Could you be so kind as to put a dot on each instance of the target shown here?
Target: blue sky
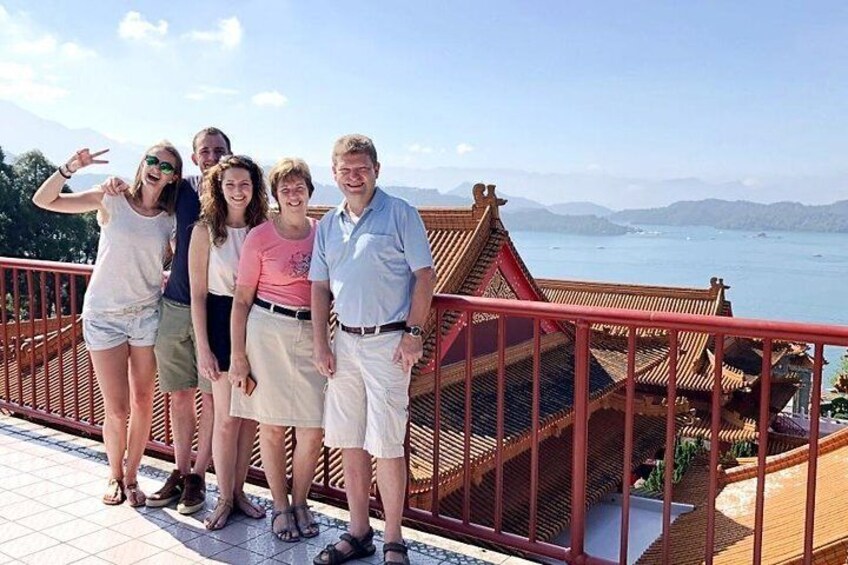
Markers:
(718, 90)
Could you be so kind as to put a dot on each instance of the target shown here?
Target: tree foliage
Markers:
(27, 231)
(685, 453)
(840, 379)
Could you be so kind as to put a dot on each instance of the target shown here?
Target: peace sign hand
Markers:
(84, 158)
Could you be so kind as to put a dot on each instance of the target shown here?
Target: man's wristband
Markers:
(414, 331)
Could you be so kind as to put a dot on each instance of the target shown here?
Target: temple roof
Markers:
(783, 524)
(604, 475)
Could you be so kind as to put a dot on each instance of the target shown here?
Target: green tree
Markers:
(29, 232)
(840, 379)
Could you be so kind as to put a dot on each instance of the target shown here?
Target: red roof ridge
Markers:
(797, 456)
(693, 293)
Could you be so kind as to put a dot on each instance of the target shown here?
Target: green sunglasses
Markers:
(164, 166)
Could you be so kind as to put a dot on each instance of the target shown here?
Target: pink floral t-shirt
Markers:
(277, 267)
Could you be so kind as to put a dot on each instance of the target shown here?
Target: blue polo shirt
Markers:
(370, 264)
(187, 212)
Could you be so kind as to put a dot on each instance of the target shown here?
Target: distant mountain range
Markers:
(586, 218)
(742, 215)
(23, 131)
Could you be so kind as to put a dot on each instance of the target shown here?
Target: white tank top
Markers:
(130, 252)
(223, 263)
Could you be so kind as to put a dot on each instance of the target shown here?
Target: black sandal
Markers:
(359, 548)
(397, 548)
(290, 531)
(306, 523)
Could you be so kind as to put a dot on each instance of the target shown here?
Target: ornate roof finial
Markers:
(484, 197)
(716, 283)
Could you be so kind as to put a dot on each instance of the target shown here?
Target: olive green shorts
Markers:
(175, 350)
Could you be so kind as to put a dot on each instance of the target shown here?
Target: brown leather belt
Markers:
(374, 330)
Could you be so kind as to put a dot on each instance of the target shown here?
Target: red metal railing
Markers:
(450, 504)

::::

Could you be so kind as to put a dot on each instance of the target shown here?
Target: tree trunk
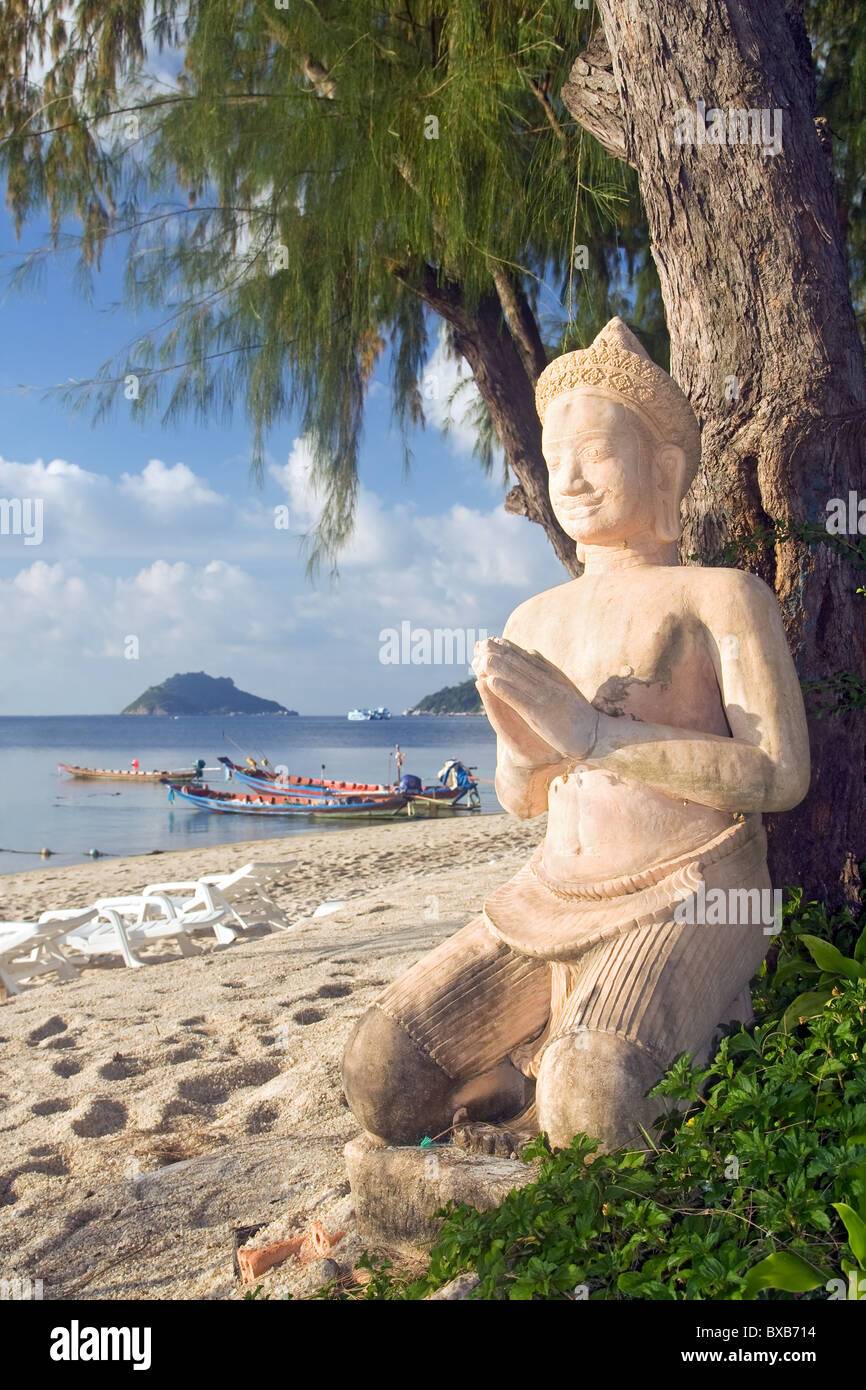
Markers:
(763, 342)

::::

**TASK TO COMPLETE:** Within the data above, the span starting at the line containing "Target: green sunglasses" and ending at the line containing "Target: black sandal" is to be retyped exactly, with no other lines.

**RESPONSE TO THE EXERCISE:**
Target: green sunglasses
Markers:
(164, 166)
Could you be so kind as to put a dot on each instance of the target shown here?
Target: pink floral t-shirt
Markers:
(277, 267)
Could you be so kind as to put a dot on each instance of the target shown here?
Target: blue polo shirt
Markers:
(370, 264)
(187, 212)
Could you be so kind as to put a dot on each instance of the target shown here?
Target: distant mountain range
Markers:
(586, 218)
(742, 215)
(23, 131)
Could you be so kind as to put a dot on each instance of the target shown here?
Target: white tank top
Markers:
(130, 252)
(223, 263)
Could you be so kind as to put a dot on each instance of the target shown here?
Target: black sandal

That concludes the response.